# What to produce:
Go through the records and give each one again exactly.

-- Opening Marker --

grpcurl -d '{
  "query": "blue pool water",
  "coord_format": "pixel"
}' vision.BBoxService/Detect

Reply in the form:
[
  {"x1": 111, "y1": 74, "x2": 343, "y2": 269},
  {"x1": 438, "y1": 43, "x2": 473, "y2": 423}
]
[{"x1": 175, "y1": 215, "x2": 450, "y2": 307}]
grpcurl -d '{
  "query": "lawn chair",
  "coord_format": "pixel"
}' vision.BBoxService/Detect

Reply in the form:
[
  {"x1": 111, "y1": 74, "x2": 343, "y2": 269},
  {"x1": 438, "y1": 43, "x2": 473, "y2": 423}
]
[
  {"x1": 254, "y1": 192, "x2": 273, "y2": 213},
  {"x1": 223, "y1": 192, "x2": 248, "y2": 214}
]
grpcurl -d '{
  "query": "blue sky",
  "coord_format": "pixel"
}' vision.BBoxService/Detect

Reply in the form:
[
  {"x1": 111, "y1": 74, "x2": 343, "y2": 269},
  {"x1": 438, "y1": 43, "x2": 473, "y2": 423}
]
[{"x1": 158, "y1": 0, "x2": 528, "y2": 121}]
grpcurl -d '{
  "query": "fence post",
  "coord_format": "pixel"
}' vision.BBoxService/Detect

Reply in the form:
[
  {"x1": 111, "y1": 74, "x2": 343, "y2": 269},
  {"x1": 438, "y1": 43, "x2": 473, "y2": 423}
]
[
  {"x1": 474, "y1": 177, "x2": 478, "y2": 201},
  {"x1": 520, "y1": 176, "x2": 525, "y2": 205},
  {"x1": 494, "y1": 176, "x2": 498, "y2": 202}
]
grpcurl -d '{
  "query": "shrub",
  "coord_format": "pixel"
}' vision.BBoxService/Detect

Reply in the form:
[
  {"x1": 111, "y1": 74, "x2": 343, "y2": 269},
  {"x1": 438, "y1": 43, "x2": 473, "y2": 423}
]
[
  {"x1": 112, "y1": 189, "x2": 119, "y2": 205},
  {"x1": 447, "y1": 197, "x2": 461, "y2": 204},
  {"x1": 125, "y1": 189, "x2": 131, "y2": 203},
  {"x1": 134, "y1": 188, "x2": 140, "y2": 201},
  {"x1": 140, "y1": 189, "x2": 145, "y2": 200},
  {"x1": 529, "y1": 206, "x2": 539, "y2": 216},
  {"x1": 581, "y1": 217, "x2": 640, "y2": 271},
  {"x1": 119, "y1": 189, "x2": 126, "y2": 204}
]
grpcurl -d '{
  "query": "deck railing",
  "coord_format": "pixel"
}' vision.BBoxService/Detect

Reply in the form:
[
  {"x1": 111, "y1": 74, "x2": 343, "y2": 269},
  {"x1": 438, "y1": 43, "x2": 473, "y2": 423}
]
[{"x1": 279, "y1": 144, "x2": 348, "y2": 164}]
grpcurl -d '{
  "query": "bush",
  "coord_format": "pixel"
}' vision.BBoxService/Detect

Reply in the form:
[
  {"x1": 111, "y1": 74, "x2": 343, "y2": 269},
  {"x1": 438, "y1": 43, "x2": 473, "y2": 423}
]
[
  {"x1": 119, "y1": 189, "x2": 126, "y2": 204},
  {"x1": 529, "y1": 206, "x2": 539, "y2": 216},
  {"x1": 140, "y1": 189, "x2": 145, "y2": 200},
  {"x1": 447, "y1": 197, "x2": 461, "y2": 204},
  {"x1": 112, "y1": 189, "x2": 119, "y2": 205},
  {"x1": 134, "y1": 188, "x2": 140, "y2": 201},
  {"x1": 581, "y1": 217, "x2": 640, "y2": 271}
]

-- Closing Marker --

# Task response:
grpcurl -d '{
  "query": "blue pool water",
  "coord_format": "pixel"
}' vision.BBoxService/Detect

Reply in the form:
[
  {"x1": 111, "y1": 74, "x2": 343, "y2": 269},
  {"x1": 438, "y1": 43, "x2": 473, "y2": 423}
]
[{"x1": 175, "y1": 215, "x2": 450, "y2": 307}]
grpcurl -d '{
  "query": "lawn chair",
  "coord_format": "pixel"
}' vision.BBoxService/Detect

Reply in the form:
[
  {"x1": 111, "y1": 74, "x2": 343, "y2": 269},
  {"x1": 438, "y1": 43, "x2": 473, "y2": 423}
]
[
  {"x1": 254, "y1": 192, "x2": 273, "y2": 213},
  {"x1": 223, "y1": 192, "x2": 248, "y2": 214}
]
grpcurl -d '{
  "query": "blue sky",
  "coord_format": "pixel"
}' vision.BBoxService/Detect

Reply in the form:
[
  {"x1": 111, "y1": 74, "x2": 343, "y2": 269},
  {"x1": 438, "y1": 43, "x2": 473, "y2": 423}
]
[{"x1": 158, "y1": 0, "x2": 528, "y2": 121}]
grpcurl -d '{
  "query": "fence post",
  "coord_format": "pixel"
}' vision.BBoxService/Detect

Reply in the form:
[
  {"x1": 111, "y1": 74, "x2": 343, "y2": 269},
  {"x1": 438, "y1": 43, "x2": 473, "y2": 423}
]
[
  {"x1": 474, "y1": 177, "x2": 478, "y2": 201},
  {"x1": 520, "y1": 176, "x2": 525, "y2": 205},
  {"x1": 494, "y1": 176, "x2": 498, "y2": 202}
]
grpcurl -d '{
  "query": "shrub",
  "coord_format": "pixel"
}' vision.BBoxService/Detect

Reply in the form:
[
  {"x1": 111, "y1": 74, "x2": 343, "y2": 269},
  {"x1": 438, "y1": 43, "x2": 473, "y2": 423}
]
[
  {"x1": 112, "y1": 189, "x2": 119, "y2": 205},
  {"x1": 447, "y1": 197, "x2": 461, "y2": 204},
  {"x1": 125, "y1": 189, "x2": 131, "y2": 203},
  {"x1": 134, "y1": 188, "x2": 140, "y2": 201},
  {"x1": 140, "y1": 189, "x2": 145, "y2": 200},
  {"x1": 529, "y1": 206, "x2": 539, "y2": 216},
  {"x1": 581, "y1": 217, "x2": 640, "y2": 271},
  {"x1": 119, "y1": 189, "x2": 126, "y2": 204}
]
grpcurl -d '{
  "query": "deck railing",
  "coord_format": "pixel"
}' vision.BBoxService/Detect

Reply in the form:
[
  {"x1": 111, "y1": 74, "x2": 343, "y2": 269},
  {"x1": 438, "y1": 43, "x2": 473, "y2": 423}
]
[{"x1": 279, "y1": 144, "x2": 348, "y2": 164}]
grpcurl -d '{
  "query": "bush",
  "coord_format": "pixel"
}' vision.BBoxService/Detect

Reply in the form:
[
  {"x1": 111, "y1": 74, "x2": 343, "y2": 269},
  {"x1": 438, "y1": 43, "x2": 473, "y2": 423}
]
[
  {"x1": 119, "y1": 189, "x2": 126, "y2": 204},
  {"x1": 529, "y1": 206, "x2": 539, "y2": 216},
  {"x1": 140, "y1": 189, "x2": 145, "y2": 200},
  {"x1": 447, "y1": 197, "x2": 461, "y2": 204},
  {"x1": 112, "y1": 189, "x2": 119, "y2": 205},
  {"x1": 134, "y1": 188, "x2": 140, "y2": 201},
  {"x1": 581, "y1": 217, "x2": 640, "y2": 271}
]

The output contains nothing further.